===== Task data
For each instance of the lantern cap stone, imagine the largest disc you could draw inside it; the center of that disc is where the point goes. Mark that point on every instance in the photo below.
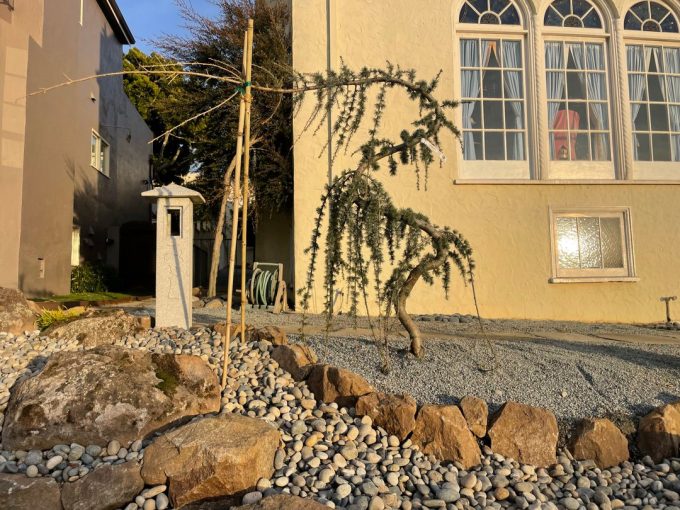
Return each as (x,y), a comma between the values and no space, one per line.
(174,191)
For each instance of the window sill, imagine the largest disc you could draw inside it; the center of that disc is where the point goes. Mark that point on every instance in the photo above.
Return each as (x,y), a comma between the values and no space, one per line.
(563,181)
(596,279)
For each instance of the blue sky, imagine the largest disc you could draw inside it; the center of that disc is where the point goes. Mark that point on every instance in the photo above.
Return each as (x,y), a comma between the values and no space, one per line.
(150,19)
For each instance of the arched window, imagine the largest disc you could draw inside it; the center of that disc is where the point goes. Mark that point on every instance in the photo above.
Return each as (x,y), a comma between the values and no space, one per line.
(577,89)
(654,86)
(572,14)
(489,12)
(492,87)
(650,17)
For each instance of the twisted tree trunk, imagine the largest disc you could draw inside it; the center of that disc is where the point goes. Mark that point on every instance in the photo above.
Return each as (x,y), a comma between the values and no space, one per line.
(219,236)
(429,263)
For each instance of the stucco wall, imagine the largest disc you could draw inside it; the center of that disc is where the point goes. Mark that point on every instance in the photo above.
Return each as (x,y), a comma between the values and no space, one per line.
(507,224)
(17,29)
(57,187)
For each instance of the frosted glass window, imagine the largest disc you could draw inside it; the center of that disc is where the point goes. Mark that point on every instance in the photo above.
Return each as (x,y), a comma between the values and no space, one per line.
(591,245)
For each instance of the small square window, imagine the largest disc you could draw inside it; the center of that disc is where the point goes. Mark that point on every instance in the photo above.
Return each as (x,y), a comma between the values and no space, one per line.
(99,153)
(592,244)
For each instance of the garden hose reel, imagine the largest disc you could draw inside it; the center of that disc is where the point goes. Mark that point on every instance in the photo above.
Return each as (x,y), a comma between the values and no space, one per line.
(267,288)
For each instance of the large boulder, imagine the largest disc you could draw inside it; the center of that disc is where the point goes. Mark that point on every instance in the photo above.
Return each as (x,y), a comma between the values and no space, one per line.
(19,492)
(94,396)
(525,433)
(99,328)
(659,432)
(284,502)
(272,334)
(598,439)
(395,413)
(211,458)
(16,315)
(443,432)
(106,488)
(296,359)
(476,413)
(333,384)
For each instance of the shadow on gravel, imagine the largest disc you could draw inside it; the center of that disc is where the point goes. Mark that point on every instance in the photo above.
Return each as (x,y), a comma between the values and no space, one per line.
(626,353)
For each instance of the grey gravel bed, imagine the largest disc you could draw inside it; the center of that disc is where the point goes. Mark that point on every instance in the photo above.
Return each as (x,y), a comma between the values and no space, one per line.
(573,379)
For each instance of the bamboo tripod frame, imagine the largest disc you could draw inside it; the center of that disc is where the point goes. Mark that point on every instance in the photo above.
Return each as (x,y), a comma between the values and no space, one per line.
(243,127)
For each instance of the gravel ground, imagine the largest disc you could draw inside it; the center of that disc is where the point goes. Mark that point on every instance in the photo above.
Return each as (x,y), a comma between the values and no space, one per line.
(574,379)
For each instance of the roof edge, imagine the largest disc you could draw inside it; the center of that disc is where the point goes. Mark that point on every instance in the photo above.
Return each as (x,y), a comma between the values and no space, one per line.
(115,18)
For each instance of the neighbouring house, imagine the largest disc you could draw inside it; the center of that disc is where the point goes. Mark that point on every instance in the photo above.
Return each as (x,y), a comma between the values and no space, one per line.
(567,180)
(73,161)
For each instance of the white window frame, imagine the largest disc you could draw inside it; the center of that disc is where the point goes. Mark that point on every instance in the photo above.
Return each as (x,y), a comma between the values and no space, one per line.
(625,274)
(495,169)
(99,161)
(648,170)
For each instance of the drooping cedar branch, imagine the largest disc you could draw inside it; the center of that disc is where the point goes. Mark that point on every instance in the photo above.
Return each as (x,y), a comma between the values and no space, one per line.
(360,212)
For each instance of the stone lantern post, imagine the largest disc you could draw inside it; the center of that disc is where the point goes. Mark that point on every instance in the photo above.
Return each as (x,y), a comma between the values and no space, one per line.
(174,253)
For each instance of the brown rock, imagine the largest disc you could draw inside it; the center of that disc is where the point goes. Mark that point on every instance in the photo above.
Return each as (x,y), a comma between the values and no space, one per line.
(19,492)
(272,334)
(443,432)
(211,458)
(106,488)
(659,432)
(395,413)
(332,384)
(524,433)
(94,396)
(476,414)
(16,315)
(297,359)
(598,439)
(97,329)
(284,502)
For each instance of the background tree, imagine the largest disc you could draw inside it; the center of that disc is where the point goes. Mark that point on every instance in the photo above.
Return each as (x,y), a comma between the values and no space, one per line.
(155,96)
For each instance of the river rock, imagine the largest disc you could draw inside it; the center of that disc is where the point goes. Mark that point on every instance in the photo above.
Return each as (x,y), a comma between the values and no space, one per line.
(524,433)
(106,488)
(94,396)
(211,458)
(476,414)
(333,384)
(16,315)
(395,413)
(598,439)
(659,432)
(284,502)
(272,334)
(443,432)
(296,359)
(21,493)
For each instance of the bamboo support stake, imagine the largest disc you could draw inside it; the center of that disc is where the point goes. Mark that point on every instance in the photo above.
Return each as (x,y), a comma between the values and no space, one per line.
(234,222)
(246,170)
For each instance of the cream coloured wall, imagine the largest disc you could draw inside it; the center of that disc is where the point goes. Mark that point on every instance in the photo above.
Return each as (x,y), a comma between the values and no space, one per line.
(508,224)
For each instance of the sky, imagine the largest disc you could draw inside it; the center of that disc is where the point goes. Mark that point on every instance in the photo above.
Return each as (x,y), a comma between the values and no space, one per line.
(150,19)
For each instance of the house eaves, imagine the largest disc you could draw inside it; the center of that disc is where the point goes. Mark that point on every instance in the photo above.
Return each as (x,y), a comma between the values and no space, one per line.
(117,21)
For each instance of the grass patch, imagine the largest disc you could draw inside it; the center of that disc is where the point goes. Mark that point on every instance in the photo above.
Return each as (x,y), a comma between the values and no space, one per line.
(87,296)
(48,318)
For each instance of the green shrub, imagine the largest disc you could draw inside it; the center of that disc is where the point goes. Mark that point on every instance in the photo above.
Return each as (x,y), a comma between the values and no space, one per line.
(89,277)
(50,317)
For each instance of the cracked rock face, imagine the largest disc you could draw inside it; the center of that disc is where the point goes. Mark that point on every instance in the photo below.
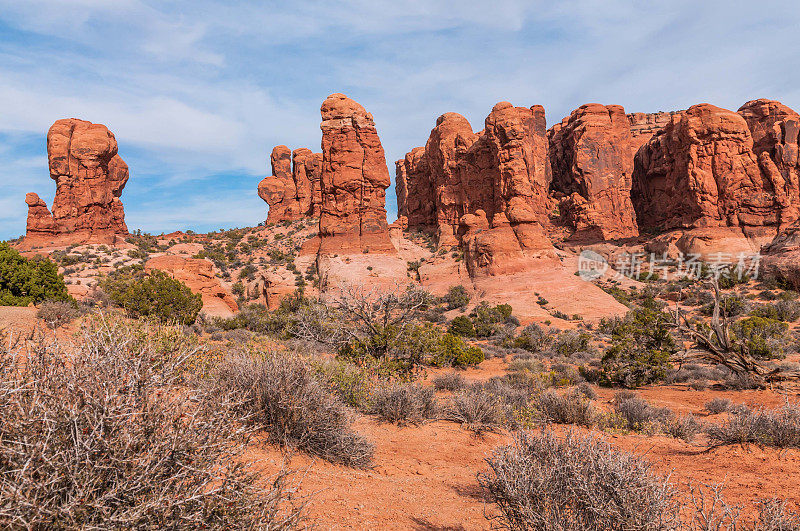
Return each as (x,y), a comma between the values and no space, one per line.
(293,191)
(354,180)
(591,154)
(704,170)
(90,177)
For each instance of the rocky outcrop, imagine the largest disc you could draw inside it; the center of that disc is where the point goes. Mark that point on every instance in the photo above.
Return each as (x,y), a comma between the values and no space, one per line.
(198,275)
(353,181)
(591,154)
(414,189)
(90,177)
(293,191)
(781,258)
(645,125)
(701,171)
(775,129)
(486,192)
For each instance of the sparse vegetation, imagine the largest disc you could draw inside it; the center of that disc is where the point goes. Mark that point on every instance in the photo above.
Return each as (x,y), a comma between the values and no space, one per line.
(543,481)
(26,281)
(155,294)
(114,434)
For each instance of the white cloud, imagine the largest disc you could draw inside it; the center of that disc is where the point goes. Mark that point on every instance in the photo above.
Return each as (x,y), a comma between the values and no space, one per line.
(197,90)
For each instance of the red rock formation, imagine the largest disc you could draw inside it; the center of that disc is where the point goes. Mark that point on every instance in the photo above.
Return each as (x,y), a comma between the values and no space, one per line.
(90,177)
(354,181)
(591,154)
(486,192)
(415,205)
(701,171)
(293,190)
(645,125)
(198,275)
(775,128)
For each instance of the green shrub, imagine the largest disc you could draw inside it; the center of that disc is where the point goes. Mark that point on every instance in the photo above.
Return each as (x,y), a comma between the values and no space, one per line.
(641,346)
(457,297)
(453,351)
(569,342)
(487,319)
(155,294)
(787,311)
(462,326)
(760,337)
(534,338)
(58,313)
(24,281)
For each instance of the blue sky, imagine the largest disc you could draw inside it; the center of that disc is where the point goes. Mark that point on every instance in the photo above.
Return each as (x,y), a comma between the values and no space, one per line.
(198,92)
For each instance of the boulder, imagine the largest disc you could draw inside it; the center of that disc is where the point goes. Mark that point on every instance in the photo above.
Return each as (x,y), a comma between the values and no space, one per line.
(90,177)
(354,181)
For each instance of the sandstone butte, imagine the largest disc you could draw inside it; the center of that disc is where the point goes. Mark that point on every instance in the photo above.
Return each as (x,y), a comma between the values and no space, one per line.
(294,190)
(723,181)
(90,177)
(354,181)
(198,275)
(591,155)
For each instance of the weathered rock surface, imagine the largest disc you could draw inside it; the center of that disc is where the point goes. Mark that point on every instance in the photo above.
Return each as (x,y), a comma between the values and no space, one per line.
(198,275)
(591,154)
(354,181)
(486,192)
(645,125)
(293,191)
(701,171)
(781,258)
(90,177)
(775,129)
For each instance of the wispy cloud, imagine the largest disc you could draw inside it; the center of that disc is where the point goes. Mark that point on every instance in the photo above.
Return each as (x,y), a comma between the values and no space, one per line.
(198,92)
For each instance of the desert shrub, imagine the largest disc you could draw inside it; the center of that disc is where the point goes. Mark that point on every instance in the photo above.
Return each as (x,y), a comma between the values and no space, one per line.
(281,394)
(462,326)
(777,428)
(450,381)
(534,338)
(570,341)
(787,311)
(775,515)
(58,313)
(474,409)
(403,403)
(638,415)
(716,406)
(586,390)
(26,281)
(453,351)
(457,297)
(641,346)
(155,294)
(684,427)
(352,383)
(543,481)
(257,318)
(571,407)
(112,435)
(488,319)
(730,305)
(760,337)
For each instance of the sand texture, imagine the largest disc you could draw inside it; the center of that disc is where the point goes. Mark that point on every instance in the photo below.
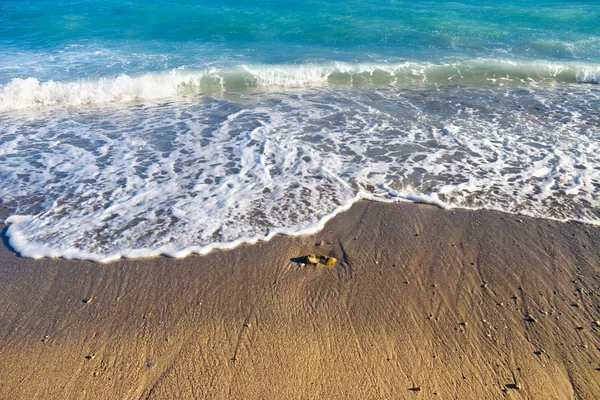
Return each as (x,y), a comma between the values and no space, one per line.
(423,303)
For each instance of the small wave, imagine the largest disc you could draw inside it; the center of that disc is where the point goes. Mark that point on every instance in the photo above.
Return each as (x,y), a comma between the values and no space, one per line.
(27,93)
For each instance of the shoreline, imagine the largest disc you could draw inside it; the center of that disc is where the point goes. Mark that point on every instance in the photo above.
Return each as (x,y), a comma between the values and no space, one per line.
(455,303)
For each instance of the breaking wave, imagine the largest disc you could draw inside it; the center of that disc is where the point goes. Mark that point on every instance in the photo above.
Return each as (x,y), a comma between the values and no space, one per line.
(30,92)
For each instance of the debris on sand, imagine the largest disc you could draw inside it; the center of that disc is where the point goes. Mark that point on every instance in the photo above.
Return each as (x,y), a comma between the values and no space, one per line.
(314,259)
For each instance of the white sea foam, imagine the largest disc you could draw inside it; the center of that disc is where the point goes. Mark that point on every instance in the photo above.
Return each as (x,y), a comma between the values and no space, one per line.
(184,177)
(26,93)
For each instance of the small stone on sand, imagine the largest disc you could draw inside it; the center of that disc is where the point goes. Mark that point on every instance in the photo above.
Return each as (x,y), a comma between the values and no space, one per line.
(312,259)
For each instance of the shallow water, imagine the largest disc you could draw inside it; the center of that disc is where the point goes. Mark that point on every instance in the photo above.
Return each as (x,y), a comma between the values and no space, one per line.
(169,128)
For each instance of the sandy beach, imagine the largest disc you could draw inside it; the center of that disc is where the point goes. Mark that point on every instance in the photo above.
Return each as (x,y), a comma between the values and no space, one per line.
(423,303)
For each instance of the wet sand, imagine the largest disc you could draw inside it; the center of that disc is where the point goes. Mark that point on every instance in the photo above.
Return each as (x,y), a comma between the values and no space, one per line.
(423,303)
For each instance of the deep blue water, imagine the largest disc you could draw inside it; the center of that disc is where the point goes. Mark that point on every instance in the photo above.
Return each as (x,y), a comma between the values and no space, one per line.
(134,128)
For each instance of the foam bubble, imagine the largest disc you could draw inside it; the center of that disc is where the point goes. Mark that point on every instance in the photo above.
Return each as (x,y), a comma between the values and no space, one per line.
(209,172)
(26,93)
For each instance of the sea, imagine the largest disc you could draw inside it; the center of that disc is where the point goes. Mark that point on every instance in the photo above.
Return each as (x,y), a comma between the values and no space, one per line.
(137,128)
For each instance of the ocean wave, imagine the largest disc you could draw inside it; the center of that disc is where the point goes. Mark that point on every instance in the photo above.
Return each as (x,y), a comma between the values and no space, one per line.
(30,92)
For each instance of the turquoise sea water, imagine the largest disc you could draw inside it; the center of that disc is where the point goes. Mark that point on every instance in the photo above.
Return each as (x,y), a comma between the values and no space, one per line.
(137,128)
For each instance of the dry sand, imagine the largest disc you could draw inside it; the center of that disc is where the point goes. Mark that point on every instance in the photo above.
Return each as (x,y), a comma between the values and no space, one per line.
==========
» **What to do**:
Quote word for word the lines that begin with the line containing "For each instance of the turquoise" and run through the final line, including both of those lines.

» **Exercise solution**:
For each instance of the turquoise sea water, imagine the largest disc you could draw inside it; the center of that disc is where the point goes. Mark that point on every instance in the photo above.
Return each as (x,y), a comma between the values and no space, one per line.
(137,128)
For each instance of the dry sand, imagine the largest disc you could draw inside it; the center of that disc is where the point goes. Mark that point on every instance in the photo above.
Return each as (x,y), a comma between the values and no space, one per line.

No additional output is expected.